- [What you should do] All entries should be copied exactly; the pictures stay out.

[Natural language region descriptions]
##############################

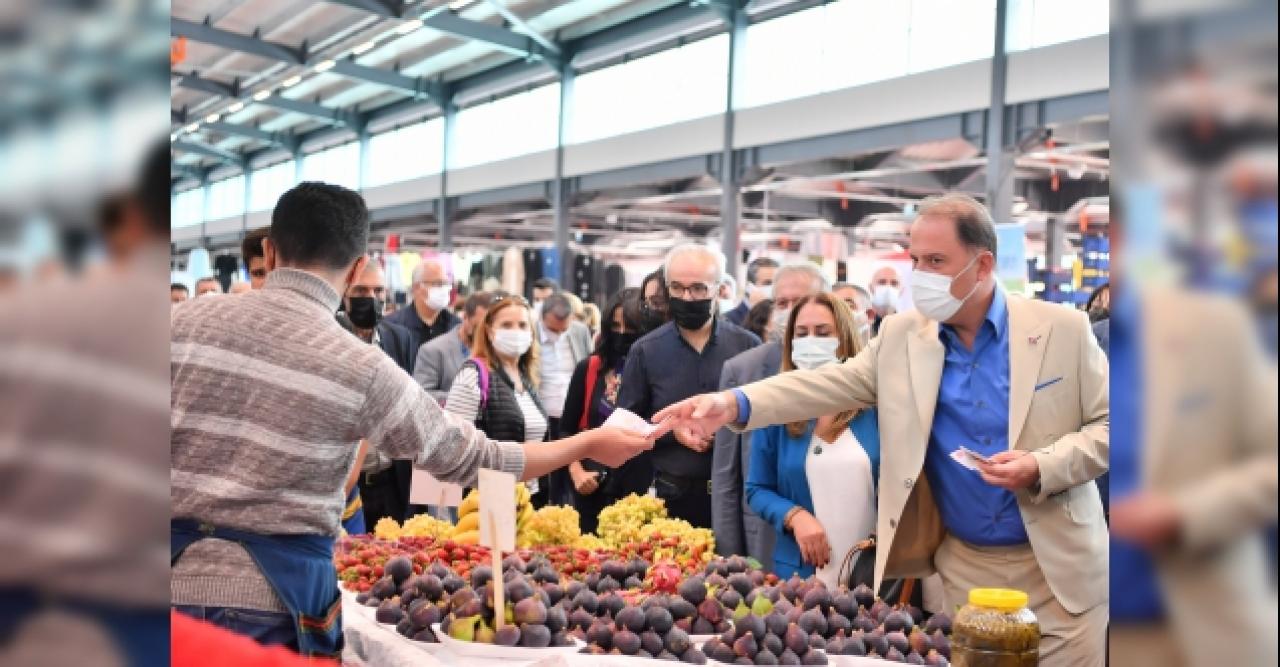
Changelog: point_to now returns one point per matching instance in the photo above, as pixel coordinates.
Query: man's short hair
(480, 300)
(805, 268)
(320, 224)
(753, 270)
(974, 225)
(252, 245)
(557, 306)
(699, 250)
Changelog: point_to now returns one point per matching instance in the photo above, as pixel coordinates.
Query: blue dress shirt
(973, 411)
(1134, 592)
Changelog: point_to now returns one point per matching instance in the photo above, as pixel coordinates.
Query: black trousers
(686, 498)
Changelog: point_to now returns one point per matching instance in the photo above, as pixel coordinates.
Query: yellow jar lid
(999, 598)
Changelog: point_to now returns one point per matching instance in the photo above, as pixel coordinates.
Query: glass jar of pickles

##############################

- [Result]
Changelog: point_to now returns one point per matching instance in the photo above, as pixel coordinates.
Query: man's short hair
(480, 300)
(805, 268)
(320, 224)
(753, 270)
(974, 225)
(252, 245)
(557, 306)
(699, 250)
Changelog: point_to now returns one point per matching instance in the photo above, as pixel coordinates.
Query: blue dress shirt
(973, 411)
(1134, 592)
Changelog: point_to now returns one point per matching instance in the photo above, as pixel coordinates.
Query: black trousers
(686, 498)
Changelog: point_to now returns one point per matching instance in the photo above, as pixel coordinates.
Query: yellow jar lid
(999, 598)
Changelog: point_to now returns one point per matching instance in the photo above, as pixel coordinates.
Query: glass jar of pickles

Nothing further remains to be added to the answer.